Stored items
#####

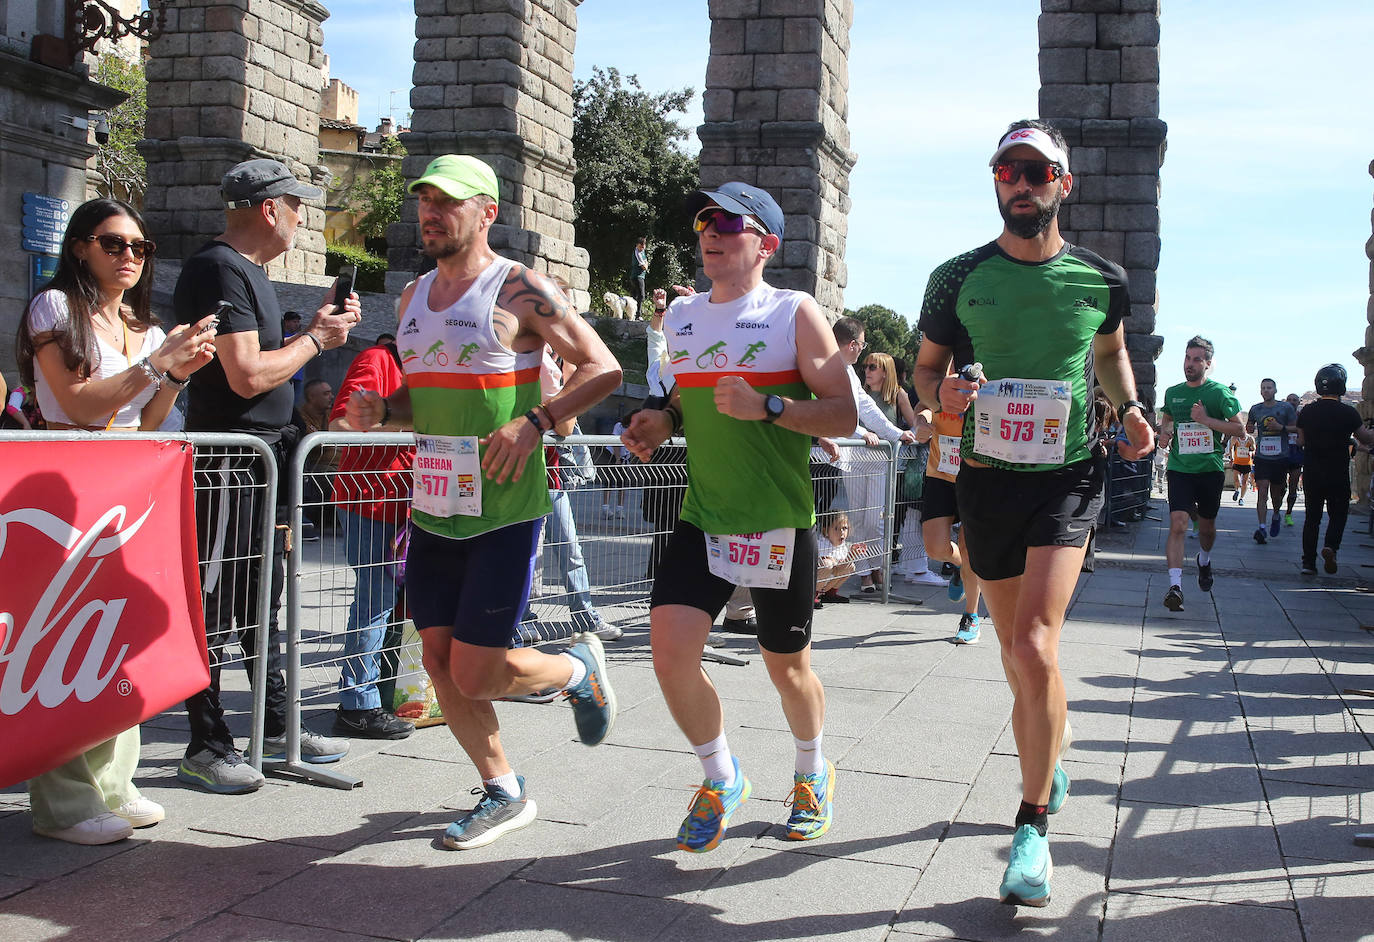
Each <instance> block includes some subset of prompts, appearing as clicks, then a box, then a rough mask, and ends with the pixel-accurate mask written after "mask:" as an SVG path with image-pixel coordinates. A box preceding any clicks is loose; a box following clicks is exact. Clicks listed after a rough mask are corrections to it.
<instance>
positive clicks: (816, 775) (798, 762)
mask: <svg viewBox="0 0 1374 942" xmlns="http://www.w3.org/2000/svg"><path fill="white" fill-rule="evenodd" d="M823 735H824V731H822V732H820V733H818V735H816V737H815V739H797V737H796V736H793V737H791V742H793V743H796V744H797V774H800V776H819V774H820V773H823V772H824V770H826V755H824V753H822V751H820V737H822V736H823Z"/></svg>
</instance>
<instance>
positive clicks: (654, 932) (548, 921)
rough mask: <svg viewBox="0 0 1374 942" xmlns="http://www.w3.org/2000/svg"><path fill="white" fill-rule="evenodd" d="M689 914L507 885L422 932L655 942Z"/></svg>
mask: <svg viewBox="0 0 1374 942" xmlns="http://www.w3.org/2000/svg"><path fill="white" fill-rule="evenodd" d="M692 909H694V908H692V906H691V905H688V904H683V902H679V901H675V899H653V898H646V897H627V895H622V894H616V893H598V891H595V890H589V888H583V887H561V886H548V884H544V883H537V882H526V880H521V879H511V880H507V882H504V883H502V884H500V886H497V887H496V888H495V890H492V891H491V893H488V894H485V895H484V897H481V898H478V899H475V901H473V902H470V904H469V905H466V906H463V909H460V910H459V912H458V913H456V915H455V916H452V917H449V919H448V920H445V921H444V923H441V924H438V926H436V927H434V928H433V930H430V931H429V932H426V934H425V939H426V942H440V941H441V939H474V938H480V939H486V941H489V942H500V941H503V939H506V941H510V942H515V941H517V939H519V941H523V939H550V941H554V939H585V938H624V939H636V938H638V939H650V938H660V932H662V930H664V927H665V926H669V924H672V923H673V921H675V920H679V919H682V917H683V916H684V915H687V913H690V912H692Z"/></svg>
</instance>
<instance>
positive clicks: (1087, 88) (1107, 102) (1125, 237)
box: [1040, 0, 1168, 404]
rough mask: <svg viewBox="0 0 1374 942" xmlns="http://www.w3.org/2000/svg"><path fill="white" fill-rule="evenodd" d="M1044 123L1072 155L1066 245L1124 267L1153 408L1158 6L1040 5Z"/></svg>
mask: <svg viewBox="0 0 1374 942" xmlns="http://www.w3.org/2000/svg"><path fill="white" fill-rule="evenodd" d="M1040 10H1041V14H1040V117H1041V118H1043V119H1044V121H1048V122H1051V124H1054V125H1055V126H1057V128H1059V129H1061V130H1062V132H1063V136H1065V137H1066V139H1068V141H1069V146H1070V148H1072V152H1070V169H1072V170H1073V181H1074V189H1073V194H1072V195H1070V196H1069V202H1068V203H1065V205H1063V207H1062V209H1061V217H1059V227H1061V229H1062V231H1063V238H1065V239H1068V240H1069V242H1074V243H1077V244H1081V246H1084V247H1087V249H1091V250H1092V251H1095V253H1098V254H1099V255H1103V257H1106V258H1110V260H1112V261H1114V262H1118V264H1121V265H1124V266H1125V269H1127V272H1128V275H1129V277H1131V317H1129V319H1127V321H1125V331H1127V346H1128V349H1129V352H1131V365H1132V368H1134V369H1135V382H1136V386H1138V389H1139V395H1140V398H1142V400H1145V401H1146V402H1147V404H1153V402H1154V384H1156V371H1154V358H1156V357H1157V356H1160V350H1161V347H1162V346H1164V338H1162V336H1158V335H1157V334H1154V323H1156V314H1157V312H1158V301H1160V295H1158V291H1157V290H1156V271H1157V269H1158V265H1160V166H1161V165H1162V163H1164V150H1165V133H1167V130H1168V126H1167V125H1165V124H1164V121H1161V119H1160V3H1158V0H1040Z"/></svg>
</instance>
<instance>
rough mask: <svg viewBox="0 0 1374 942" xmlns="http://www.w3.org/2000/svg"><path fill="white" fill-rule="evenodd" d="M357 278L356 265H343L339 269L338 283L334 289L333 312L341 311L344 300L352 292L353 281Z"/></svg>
mask: <svg viewBox="0 0 1374 942" xmlns="http://www.w3.org/2000/svg"><path fill="white" fill-rule="evenodd" d="M356 279H357V266H356V265H345V266H343V268H341V269H339V279H338V284H337V287H335V290H334V308H335V312H334V313H341V312H342V310H343V302H346V301H348V297H349V295H350V294H353V282H354V280H356Z"/></svg>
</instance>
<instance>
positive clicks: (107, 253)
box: [85, 233, 158, 262]
mask: <svg viewBox="0 0 1374 942" xmlns="http://www.w3.org/2000/svg"><path fill="white" fill-rule="evenodd" d="M85 240H87V242H99V243H100V251H103V253H104V254H106V255H111V257H114V258H118V257H120V255H122V254H124V250H125V249H128V250H129V251H132V253H133V260H135V261H140V262H142V261H143V260H144V258H146V257H147V255H151V254H153V253H155V251H157V250H158V243H155V242H148V240H147V239H135V240H133V242H125V240H124V239H121V238H120V236H117V235H109V233H106V235H100V236H87V238H85Z"/></svg>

#####

(AIM OF THE TASK):
Every entry should be returned exactly as written, minus the pictures.

(OUTPUT BELOW):
Each <instance> block includes some subset of prompts, appearing as clicks, then a box, then a rough mask, and ends with the pixel-accurate mask written after "mask:" as an SVG path with image-pixel coordinates. A box preceding any clicks is loose; a box following clicks is exact. Clicks listed after a rough mask are corrections to it.
<instance>
positive clicks: (816, 775) (798, 762)
mask: <svg viewBox="0 0 1374 942" xmlns="http://www.w3.org/2000/svg"><path fill="white" fill-rule="evenodd" d="M823 735H824V731H822V732H820V733H818V735H816V737H815V739H797V737H796V736H793V737H791V742H793V743H796V744H797V774H800V776H819V774H820V773H823V772H824V770H826V755H824V753H822V751H820V737H822V736H823Z"/></svg>
</instance>
<instance>
positive clicks: (654, 932) (548, 921)
rough mask: <svg viewBox="0 0 1374 942" xmlns="http://www.w3.org/2000/svg"><path fill="white" fill-rule="evenodd" d="M689 914L507 885L422 932L655 942Z"/></svg>
mask: <svg viewBox="0 0 1374 942" xmlns="http://www.w3.org/2000/svg"><path fill="white" fill-rule="evenodd" d="M692 909H694V908H692V906H691V905H688V904H683V902H679V901H675V899H653V898H646V897H627V895H622V894H616V893H598V891H595V890H589V888H583V887H561V886H548V884H544V883H537V882H526V880H521V879H511V880H507V882H504V883H502V884H500V886H497V887H496V888H495V890H492V891H491V893H488V894H485V895H484V897H481V898H478V899H475V901H473V902H470V904H469V905H466V906H463V909H460V910H459V912H458V913H456V915H455V916H452V917H449V919H448V920H445V921H444V923H441V924H438V926H436V927H434V928H433V930H430V931H429V932H426V934H425V939H426V942H440V941H441V939H474V938H480V939H486V941H489V942H500V941H503V939H506V941H510V942H515V941H517V939H519V941H523V939H550V941H554V939H585V938H624V939H636V938H638V939H650V938H660V932H662V930H664V927H665V926H669V924H672V923H673V921H675V920H679V919H682V917H683V916H684V915H687V913H690V912H692Z"/></svg>
</instance>
<instance>
positive clicks: (1087, 88) (1107, 102) (1125, 237)
box: [1040, 0, 1168, 404]
rough mask: <svg viewBox="0 0 1374 942" xmlns="http://www.w3.org/2000/svg"><path fill="white" fill-rule="evenodd" d="M1044 123L1072 155L1066 245L1124 267L1153 408L1158 6L1040 5Z"/></svg>
mask: <svg viewBox="0 0 1374 942" xmlns="http://www.w3.org/2000/svg"><path fill="white" fill-rule="evenodd" d="M1040 10H1041V14H1040V117H1041V118H1043V119H1044V121H1048V122H1051V124H1054V125H1055V126H1057V128H1059V129H1061V130H1062V132H1063V136H1065V137H1066V139H1068V141H1069V146H1070V148H1072V152H1070V169H1072V170H1073V181H1074V189H1073V194H1072V195H1070V196H1069V202H1068V203H1065V205H1063V207H1062V209H1061V217H1059V227H1061V229H1062V231H1063V238H1065V239H1068V240H1069V242H1074V243H1077V244H1081V246H1084V247H1087V249H1091V250H1092V251H1095V253H1098V254H1099V255H1103V257H1106V258H1110V260H1112V261H1114V262H1118V264H1121V265H1124V266H1125V269H1127V272H1128V275H1129V277H1131V317H1129V319H1127V321H1125V331H1127V346H1128V349H1129V352H1131V365H1132V368H1134V369H1135V382H1136V386H1138V389H1139V395H1140V398H1142V400H1145V401H1146V402H1147V404H1153V402H1154V384H1156V371H1154V358H1156V357H1157V356H1160V350H1161V347H1162V346H1164V338H1162V336H1158V335H1157V334H1154V323H1156V314H1157V312H1158V301H1160V295H1158V291H1157V290H1156V271H1157V269H1158V265H1160V166H1161V165H1162V163H1164V150H1165V133H1167V130H1168V126H1167V125H1165V124H1164V121H1161V119H1160V3H1158V0H1040Z"/></svg>
</instance>
<instance>
rough mask: <svg viewBox="0 0 1374 942" xmlns="http://www.w3.org/2000/svg"><path fill="white" fill-rule="evenodd" d="M357 278L356 265H343L339 269L338 283L334 289L333 312L341 311L344 300L352 292L353 281Z"/></svg>
mask: <svg viewBox="0 0 1374 942" xmlns="http://www.w3.org/2000/svg"><path fill="white" fill-rule="evenodd" d="M356 279H357V266H356V265H345V266H343V268H341V269H339V279H338V284H337V287H335V290H334V308H335V312H334V313H341V312H342V310H343V302H346V301H348V297H349V295H350V294H353V282H354V280H356Z"/></svg>
</instance>
<instance>
positive clicks: (107, 253)
box: [85, 233, 158, 262]
mask: <svg viewBox="0 0 1374 942" xmlns="http://www.w3.org/2000/svg"><path fill="white" fill-rule="evenodd" d="M85 240H87V242H99V243H100V251H103V253H104V254H106V255H111V257H114V258H118V257H120V255H122V254H124V250H125V249H128V250H129V251H132V253H133V260H135V261H140V262H142V261H143V260H144V258H146V257H147V255H151V254H153V253H155V251H157V250H158V243H155V242H148V240H147V239H135V240H133V242H125V240H124V239H121V238H120V236H117V235H109V233H106V235H100V236H87V238H85Z"/></svg>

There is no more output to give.